### Gegeven tekst
Intel zet in op DDR2-geheugenchips voor toekomstige servers en zware werkstations. De processorproducent investeert hiertoe honderd miljoen dollar in geheugenfabrikant Elpida, een joint venture van NEC en Hitachi.
Intel krijgt hiervoor niet-stemgerechtigde aandelen in de Japanse geheugenchipmaker, wereldwijd de op vier na grootste geheugenproducent. De investering is begin deze maand bekendgemaakt. Het verlieslijdende Elpida zoekt al geruime tijd nieuwe investeerders en had zich een doel van 670 miljoen dollar gesteld. Dat is vorige week behaald met een nieuwe financieringsronde die 687 miljoen binnenbracht. Ook moederondernemingen NEC en Hitachi investeren: 80 miljoen dollar.

### Gegevens
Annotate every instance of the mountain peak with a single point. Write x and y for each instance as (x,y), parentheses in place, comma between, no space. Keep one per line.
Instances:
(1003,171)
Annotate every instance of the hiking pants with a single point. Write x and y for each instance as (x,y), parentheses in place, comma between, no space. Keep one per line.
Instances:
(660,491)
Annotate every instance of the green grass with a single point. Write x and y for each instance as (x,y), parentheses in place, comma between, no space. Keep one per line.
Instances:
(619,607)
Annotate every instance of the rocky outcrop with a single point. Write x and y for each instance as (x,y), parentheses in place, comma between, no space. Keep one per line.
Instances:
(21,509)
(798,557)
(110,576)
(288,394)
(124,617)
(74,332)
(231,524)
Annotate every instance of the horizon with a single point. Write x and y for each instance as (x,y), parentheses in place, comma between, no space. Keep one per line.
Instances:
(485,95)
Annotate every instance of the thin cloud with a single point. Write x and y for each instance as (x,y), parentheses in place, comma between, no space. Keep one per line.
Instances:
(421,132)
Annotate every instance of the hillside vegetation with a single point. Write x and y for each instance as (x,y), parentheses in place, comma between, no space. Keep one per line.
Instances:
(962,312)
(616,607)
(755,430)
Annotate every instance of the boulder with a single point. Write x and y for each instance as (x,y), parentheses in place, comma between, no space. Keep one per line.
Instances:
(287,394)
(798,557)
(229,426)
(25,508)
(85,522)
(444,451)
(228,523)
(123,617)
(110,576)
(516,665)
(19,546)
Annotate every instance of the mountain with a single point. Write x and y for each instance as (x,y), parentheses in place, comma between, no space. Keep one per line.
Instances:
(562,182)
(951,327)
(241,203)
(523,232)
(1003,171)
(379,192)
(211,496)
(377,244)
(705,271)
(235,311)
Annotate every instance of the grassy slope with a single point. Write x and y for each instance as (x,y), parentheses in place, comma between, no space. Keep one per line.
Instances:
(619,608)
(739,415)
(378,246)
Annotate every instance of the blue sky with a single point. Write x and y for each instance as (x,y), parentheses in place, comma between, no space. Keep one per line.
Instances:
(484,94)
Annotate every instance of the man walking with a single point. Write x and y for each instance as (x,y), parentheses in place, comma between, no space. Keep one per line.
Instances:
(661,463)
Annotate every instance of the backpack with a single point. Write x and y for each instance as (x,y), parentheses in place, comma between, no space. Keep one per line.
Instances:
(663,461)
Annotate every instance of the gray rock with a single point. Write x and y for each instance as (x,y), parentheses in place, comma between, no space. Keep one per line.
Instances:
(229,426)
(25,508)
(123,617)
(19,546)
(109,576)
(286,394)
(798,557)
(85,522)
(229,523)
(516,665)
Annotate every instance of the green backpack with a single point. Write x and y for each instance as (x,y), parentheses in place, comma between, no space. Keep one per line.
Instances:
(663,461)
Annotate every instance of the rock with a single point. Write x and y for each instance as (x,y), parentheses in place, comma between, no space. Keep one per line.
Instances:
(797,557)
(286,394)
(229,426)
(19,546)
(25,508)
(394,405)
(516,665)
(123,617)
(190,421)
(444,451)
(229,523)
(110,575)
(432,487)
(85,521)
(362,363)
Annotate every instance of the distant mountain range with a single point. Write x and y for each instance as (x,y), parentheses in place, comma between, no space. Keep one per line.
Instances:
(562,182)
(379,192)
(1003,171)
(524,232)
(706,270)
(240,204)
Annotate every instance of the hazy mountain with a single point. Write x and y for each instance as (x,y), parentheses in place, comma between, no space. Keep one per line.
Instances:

---

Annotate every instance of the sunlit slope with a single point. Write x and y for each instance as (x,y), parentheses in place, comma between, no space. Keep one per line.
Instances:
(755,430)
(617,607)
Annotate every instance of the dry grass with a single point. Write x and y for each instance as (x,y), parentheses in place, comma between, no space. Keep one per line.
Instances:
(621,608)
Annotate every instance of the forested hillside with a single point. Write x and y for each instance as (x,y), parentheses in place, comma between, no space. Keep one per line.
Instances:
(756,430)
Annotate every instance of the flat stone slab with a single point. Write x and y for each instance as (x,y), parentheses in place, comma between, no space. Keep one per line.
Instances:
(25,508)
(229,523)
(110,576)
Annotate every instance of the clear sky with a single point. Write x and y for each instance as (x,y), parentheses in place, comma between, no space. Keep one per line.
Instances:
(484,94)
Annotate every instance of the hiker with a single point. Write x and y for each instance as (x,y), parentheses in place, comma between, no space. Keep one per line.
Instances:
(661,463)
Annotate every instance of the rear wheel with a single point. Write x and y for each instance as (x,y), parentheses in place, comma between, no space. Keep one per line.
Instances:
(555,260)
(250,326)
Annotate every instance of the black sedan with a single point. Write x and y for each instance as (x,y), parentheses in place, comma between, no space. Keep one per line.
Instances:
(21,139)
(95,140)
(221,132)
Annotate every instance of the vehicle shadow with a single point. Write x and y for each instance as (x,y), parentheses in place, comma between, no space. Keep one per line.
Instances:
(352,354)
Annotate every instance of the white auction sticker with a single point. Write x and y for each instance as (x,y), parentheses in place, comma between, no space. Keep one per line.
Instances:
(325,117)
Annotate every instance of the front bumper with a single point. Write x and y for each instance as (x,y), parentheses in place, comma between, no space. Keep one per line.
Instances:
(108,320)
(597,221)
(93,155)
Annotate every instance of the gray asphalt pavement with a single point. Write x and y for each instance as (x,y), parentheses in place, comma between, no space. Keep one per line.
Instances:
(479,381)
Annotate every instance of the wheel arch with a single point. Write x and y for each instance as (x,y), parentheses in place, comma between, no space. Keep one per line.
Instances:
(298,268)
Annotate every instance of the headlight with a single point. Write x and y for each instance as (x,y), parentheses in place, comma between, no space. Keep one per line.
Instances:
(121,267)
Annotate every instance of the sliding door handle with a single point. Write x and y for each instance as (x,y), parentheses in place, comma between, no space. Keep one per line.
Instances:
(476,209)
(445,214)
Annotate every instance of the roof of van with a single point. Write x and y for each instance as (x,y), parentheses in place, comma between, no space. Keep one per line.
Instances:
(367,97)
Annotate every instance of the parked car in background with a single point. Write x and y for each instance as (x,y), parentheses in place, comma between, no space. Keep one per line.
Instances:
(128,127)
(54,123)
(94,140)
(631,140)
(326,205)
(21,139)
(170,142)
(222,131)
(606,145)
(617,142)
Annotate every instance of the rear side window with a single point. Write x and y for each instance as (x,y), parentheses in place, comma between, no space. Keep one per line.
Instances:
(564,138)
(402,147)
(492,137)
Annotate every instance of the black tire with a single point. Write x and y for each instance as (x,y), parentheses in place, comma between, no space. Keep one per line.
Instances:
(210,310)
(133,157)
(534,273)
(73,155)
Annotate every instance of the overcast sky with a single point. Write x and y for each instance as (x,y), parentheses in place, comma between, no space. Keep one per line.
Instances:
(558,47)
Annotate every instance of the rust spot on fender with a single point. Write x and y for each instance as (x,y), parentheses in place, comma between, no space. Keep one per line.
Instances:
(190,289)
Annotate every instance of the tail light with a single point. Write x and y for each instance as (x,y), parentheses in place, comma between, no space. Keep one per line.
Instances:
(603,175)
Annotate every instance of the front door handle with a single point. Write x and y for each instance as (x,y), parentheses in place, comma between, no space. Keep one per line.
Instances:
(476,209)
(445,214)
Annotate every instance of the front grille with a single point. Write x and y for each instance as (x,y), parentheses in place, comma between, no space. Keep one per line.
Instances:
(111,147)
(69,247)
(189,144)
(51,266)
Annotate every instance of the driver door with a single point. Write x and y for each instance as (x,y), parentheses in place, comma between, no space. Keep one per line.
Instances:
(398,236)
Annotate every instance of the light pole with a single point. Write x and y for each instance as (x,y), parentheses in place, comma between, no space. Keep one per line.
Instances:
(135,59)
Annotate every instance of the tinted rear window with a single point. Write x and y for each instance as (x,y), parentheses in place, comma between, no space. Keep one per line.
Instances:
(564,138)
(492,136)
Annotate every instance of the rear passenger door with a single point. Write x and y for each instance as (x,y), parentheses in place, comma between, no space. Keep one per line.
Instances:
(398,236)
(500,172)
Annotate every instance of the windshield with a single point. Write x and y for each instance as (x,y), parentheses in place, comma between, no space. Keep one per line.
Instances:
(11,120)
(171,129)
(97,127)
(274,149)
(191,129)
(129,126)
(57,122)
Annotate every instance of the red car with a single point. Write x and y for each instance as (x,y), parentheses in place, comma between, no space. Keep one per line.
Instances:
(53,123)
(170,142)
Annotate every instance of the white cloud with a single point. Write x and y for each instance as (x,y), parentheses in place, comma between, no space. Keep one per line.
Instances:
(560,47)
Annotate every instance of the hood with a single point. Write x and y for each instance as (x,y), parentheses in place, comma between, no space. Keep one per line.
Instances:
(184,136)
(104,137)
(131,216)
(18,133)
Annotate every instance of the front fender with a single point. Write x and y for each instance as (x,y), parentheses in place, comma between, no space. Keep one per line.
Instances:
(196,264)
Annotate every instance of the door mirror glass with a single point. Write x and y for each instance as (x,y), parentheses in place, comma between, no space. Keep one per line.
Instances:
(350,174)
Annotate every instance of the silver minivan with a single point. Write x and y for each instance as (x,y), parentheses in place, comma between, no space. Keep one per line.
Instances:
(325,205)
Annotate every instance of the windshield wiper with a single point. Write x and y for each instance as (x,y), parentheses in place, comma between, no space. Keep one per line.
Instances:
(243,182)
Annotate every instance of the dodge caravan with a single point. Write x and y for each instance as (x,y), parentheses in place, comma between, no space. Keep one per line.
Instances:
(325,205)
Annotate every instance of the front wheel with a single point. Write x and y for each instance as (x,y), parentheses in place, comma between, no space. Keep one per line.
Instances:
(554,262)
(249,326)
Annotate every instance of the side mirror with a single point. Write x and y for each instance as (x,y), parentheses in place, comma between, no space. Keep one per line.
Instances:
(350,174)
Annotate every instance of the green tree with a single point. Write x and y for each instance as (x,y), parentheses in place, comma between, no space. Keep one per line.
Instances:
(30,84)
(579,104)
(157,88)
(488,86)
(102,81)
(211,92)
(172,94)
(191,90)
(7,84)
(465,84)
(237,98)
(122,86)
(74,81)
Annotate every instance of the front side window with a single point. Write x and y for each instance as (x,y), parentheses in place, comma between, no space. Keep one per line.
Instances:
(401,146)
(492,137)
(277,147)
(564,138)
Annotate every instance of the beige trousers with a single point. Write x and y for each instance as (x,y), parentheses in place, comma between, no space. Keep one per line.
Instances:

### Opdrachten
(A) Welke bedrijven worden genoemd in het bericht over Intels investering in Elpida? Noem ze allemaal.
(B) Kun je het bericht over Intels investering in Elpida in twee zinnen samenvatten?
(C) Wil je het bericht over Intels investering in Elpida na de laatste zin weer oppakken en verder schrijven?

### Resultaten
(A) Intel, Elpida, NEC, Hitachi

(B) Intel zet in op DDR2-geheugenchips voor toekomstige servers en zware werkstations en investeert daarom honderd miljoen dollar in geheugenfabrikant Elpida, een joint venture van NEC en Hitachi, in ruil voor niet-stemgerechtigde aandelen. Het verlieslijdende Elpida zocht al geruime tijd nieuwe investeerders en heeft zijn doel van 670 miljoen dollar gehaald met een financieringsronde die 687 miljoen opbracht, waarbij ook NEC en Hitachi 80 miljoen dollar investeren.

(C)
Elpida steekt het volledige bedrag in zijn nieuwe fabriek te Hiroshima (Japan) die in januari in productie is gegaan. Die faciliteit produceert 300 millimeter chipplakken (wafers) op een productieproces met 110 nanometer-transistorlijnen.
Hoop op winst
De productie van die fabriek wordt nu aanzienlijk opgevoerd. Oorspronkelijk zou het drieduizend chipplakken per maand afleveren, maar Elpida-president Yukio Sakamoto wil dat voor maart 2004 opvoeren naar vijftienduizend per maand. Deze capaciteitsgroei moet de productiekosten per chip flink drukken en zo Elpida weer winst laten maken. Branche-organisatie SIA (Semiconductor Industry Alliance) heeft de verwachtingen voor de groei van de wereldwijde chipmarkt echter naar beneden bijgesteld.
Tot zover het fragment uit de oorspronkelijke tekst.